■ What is expected: The lines from the top of the data down to the line with "positive clicks: (47, 714)" should be repeated exactly, both ends included.
# # # # #
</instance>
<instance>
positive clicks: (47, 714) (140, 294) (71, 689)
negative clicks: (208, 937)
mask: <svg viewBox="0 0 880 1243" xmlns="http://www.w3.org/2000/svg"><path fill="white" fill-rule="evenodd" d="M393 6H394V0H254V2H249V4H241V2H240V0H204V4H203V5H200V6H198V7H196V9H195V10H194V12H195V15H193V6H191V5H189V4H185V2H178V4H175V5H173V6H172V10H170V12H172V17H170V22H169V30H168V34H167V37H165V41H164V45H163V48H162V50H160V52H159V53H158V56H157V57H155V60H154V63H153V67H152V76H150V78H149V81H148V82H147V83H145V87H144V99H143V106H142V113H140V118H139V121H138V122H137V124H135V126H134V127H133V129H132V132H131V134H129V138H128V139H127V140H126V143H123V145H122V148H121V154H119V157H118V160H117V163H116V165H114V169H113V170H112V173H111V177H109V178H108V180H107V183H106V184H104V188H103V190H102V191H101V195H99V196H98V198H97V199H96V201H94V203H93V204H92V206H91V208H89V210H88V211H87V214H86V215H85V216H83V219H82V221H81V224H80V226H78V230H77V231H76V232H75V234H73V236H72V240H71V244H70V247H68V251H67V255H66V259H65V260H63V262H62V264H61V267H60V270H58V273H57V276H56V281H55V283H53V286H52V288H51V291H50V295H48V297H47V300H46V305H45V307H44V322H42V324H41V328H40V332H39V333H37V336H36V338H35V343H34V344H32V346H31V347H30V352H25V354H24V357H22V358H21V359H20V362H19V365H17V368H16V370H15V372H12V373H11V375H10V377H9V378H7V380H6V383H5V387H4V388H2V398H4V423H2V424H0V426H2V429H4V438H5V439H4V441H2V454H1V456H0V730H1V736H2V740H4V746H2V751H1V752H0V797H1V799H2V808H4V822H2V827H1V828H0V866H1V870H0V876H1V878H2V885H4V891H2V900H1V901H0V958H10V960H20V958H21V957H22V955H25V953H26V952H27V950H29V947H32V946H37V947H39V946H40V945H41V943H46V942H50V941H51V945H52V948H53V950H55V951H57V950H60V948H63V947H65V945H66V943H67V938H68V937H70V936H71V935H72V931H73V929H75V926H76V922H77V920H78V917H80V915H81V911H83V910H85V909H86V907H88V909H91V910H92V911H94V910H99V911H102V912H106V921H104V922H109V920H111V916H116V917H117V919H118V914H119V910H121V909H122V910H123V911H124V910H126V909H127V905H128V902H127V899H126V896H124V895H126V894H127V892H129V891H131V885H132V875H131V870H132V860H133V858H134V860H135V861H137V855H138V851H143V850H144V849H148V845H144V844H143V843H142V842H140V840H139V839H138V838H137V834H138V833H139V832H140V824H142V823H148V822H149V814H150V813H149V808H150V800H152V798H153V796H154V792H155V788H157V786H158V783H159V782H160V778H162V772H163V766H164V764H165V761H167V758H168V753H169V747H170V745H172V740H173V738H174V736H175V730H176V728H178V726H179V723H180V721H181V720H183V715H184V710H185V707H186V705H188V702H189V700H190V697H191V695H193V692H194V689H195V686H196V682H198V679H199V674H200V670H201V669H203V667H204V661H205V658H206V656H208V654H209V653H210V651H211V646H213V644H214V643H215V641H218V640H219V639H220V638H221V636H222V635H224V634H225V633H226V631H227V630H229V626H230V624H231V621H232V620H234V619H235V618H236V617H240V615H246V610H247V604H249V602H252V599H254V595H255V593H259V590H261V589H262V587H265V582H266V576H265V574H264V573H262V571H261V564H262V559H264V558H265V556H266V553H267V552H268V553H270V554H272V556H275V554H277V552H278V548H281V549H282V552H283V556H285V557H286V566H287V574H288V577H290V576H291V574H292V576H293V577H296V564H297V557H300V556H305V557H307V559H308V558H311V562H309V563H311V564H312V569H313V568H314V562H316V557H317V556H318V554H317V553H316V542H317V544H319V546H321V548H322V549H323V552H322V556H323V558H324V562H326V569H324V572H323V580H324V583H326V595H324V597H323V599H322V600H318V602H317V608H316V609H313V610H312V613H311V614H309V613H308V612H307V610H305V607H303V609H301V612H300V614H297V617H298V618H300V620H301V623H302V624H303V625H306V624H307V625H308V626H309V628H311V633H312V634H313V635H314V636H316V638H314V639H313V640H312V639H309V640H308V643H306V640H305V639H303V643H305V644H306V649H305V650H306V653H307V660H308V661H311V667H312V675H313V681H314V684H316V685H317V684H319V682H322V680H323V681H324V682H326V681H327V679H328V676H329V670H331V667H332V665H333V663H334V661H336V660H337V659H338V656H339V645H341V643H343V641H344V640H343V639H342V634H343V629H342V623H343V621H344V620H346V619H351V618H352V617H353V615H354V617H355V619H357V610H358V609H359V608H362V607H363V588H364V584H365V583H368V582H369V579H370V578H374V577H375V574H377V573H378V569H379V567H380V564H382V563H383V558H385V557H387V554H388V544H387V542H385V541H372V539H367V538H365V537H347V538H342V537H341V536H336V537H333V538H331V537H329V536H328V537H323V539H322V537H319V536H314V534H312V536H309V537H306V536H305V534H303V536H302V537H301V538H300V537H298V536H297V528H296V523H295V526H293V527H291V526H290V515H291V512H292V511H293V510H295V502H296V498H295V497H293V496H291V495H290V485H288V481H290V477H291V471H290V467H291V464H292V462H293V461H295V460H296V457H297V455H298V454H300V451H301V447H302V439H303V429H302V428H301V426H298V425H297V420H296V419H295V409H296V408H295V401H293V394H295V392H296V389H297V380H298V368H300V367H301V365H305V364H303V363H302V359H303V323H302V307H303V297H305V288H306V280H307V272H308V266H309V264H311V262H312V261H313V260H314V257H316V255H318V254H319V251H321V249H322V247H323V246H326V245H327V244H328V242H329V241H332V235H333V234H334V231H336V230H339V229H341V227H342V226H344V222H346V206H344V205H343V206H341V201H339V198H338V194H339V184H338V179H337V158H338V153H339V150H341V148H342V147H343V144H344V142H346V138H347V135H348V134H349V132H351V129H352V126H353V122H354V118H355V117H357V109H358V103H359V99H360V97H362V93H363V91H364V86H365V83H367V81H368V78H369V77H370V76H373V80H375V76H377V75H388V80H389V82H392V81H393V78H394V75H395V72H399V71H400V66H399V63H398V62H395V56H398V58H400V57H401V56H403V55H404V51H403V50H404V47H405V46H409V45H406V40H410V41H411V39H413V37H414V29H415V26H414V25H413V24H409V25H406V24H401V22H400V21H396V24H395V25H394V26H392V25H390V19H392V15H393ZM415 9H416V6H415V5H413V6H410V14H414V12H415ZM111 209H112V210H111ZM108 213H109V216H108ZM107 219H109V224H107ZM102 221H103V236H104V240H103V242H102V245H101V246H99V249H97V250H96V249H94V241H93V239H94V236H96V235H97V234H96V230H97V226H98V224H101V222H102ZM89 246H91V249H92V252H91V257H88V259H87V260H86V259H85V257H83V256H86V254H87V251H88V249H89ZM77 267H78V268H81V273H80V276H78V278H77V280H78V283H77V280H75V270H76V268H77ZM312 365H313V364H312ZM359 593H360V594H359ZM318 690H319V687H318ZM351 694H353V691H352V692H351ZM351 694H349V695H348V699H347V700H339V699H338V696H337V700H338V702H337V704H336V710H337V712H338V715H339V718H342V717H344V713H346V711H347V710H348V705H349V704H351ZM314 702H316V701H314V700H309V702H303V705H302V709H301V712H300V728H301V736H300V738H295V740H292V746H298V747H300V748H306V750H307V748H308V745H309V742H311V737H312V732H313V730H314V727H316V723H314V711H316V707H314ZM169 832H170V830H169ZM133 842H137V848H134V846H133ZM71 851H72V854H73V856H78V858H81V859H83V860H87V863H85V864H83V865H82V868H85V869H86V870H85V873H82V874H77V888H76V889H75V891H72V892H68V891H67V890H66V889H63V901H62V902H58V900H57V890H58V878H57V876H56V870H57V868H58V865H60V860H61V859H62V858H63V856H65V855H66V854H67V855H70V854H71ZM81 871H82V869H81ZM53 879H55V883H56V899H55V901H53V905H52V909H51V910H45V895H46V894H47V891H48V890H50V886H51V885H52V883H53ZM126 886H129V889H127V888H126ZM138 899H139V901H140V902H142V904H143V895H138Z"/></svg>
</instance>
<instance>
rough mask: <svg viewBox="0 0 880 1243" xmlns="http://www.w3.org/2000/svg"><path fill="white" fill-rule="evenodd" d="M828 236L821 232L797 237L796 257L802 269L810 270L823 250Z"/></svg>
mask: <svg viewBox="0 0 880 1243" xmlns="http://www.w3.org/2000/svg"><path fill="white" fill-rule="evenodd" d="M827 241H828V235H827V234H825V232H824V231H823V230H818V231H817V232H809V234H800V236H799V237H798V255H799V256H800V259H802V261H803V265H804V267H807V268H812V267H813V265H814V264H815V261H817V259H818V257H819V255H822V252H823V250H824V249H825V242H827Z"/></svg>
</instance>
# # # # #
■ Output below:
</instance>
<instance>
positive clicks: (47, 714) (140, 294) (71, 689)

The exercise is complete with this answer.